§ Fragmento:
^^^^^^^^^^^^^^^^

Llevad los unos las cargas de los otros

Conferencia General Octubre 1970

Llevad los unos las cargas de los otros

por el Élder Marion D. Hanks
Asistente al Consejo de los Doce


Hubo lágrimas en nuestra casa esta mañana cuando discutimos el incidente al que se refirió el presidente Lee [el accidente en Colorado de un avión que llevaba a jugadores de fútbol americano de la Universidad de Wichita a Logan, Utah, para un partido en la Universidad Estatal de Utah], y también al leer en un lugar menos prominente en el periódico sobre la pérdida de un número comparable de vidas en un accidente en el extranjero entre personas del servicio militar. Nos unimos en compasión. Esto es un recordatorio de la naturaleza efímera de la vida mortal y de la importancia de los principios perdurables. Doy gracias a Dios por el mensaje directo del presidente Tanner.

Tres experiencias recientes forman el núcleo de mi mensaje esta mañana. Me gustaría relatarlo brevemente.

Impresionante jornada de puertas abiertas
En la región noroeste de los Estados Unidos, un joven adulto atento, que participa activamente en su propia iglesia, asistió a una jornada de puertas abiertas en una nueva estructura de la Iglesia con un amigo. Respondió respetuosamente al ver la hermosa capilla donde nuestra gente adora y se interesó cada vez más a medida que le llevaban por el resto del edificio. Vio el salón cultural donde se disfrutan obras de teatro, música, danzas recreativas y actividades deportivas; vio el salón de los Scouts y el de la Primaria, las aulas donde aprendemos y enseñamos. Le mostraron fotografías de misioneros trabajando en todo el mundo, de un bautismo, de una noche de hogar donde los padres y los hijos aparecían en consejo, en oración y en juego. Escuchó los principios del matrimonio en el templo, esta unión de una pareja y una familia para el tiempo y la eternidad. Le hablaron del sacerdocio y su importancia cuando un hombre preside con amor como cabeza de su hogar y enseña y bendice a su familia.

Finalmente, se detuvo en el hermoso salón de la Sociedad de Socorro, donde escuchó la historia del papel honorable de las mujeres en sus hogares y en la Iglesia, y donde una de las damas que explicaba el programa esa noche se refirió a otra como «hermana». Preguntó sobre esto y le dijeron que en la Iglesia a una mujer a menudo se le llama «hermana», así como a un hombre se le llama «hermano».

El visitante sacudió la cabeza en señal de asombro y dijo: «Cada mujer una hermana, cada hombre un sacerdote, y cada hogar una parroquia en sí misma».

^^^^^^^^^^^^^^^^

§ Requisitos:
1/ Responde estas preguntas sobre el fragmento del discurso, con cada respuesta en su propia línea y marcada con la misma letra:
(a) ¿A qué ciudad de Utah llevaba el avión a los jugadores de la Universidad de Wichita?
(b) ¿Con quién asistió el joven adulto a la jornada de puertas abiertas?
(c) ¿En qué salón se detuvo finalmente el visitante?
2/ Retoma el fragmento del discurso justo después de la última oración mostrada y continúalo.

§ Registros:
^^^^^^^^^^^^^^^^

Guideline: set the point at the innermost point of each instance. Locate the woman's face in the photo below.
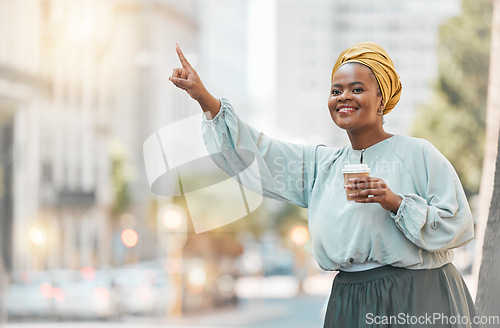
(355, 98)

^^^^^^^^^^^^^^^^

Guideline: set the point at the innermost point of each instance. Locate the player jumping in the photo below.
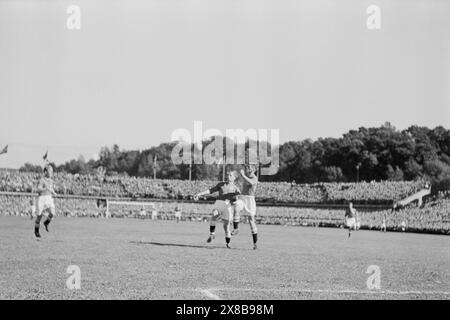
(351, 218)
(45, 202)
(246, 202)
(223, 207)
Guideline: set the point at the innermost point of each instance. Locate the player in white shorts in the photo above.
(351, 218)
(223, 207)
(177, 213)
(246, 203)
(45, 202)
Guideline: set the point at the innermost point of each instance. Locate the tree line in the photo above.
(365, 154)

^^^^^^^^^^^^^^^^

§ Respuestas en orden:
1/
(a) A Logan.
(b) Con un amigo.
(c) En el salón de la Sociedad de Socorro.

2/
Contacto con el problema de las drogas
La semana pasada, una joven maravillosa que apenas comenzaba su formación universitaria habló conmigo sobre su experiencia como representante juvenil en agencias gubernamentales que estudian los problemas de jóvenes involucrados en drogas. Con seriedad y a menudo con lágrimas, relató los sentimientos que había tenido al aprender sobre la magnitud de este problema en varias ciudades de los Estados Unidos, y mientras lo discutía no solo en la sala de consejo con expertos de diversas disciplinas, sino también en las calles, en comunas, en centros de custodia y tratamiento, y en muchas conversaciones personales con jóvenes descontentos. Repitió algunas de las cosas que había escuchado de estos jóvenes alienados, confusos y temerosos, de escenas desgarradoras y problemas.

«¿Y tú?», le pregunté. «¿Qué ha hecho esto en ti? ¿Qué tenías que decirles?»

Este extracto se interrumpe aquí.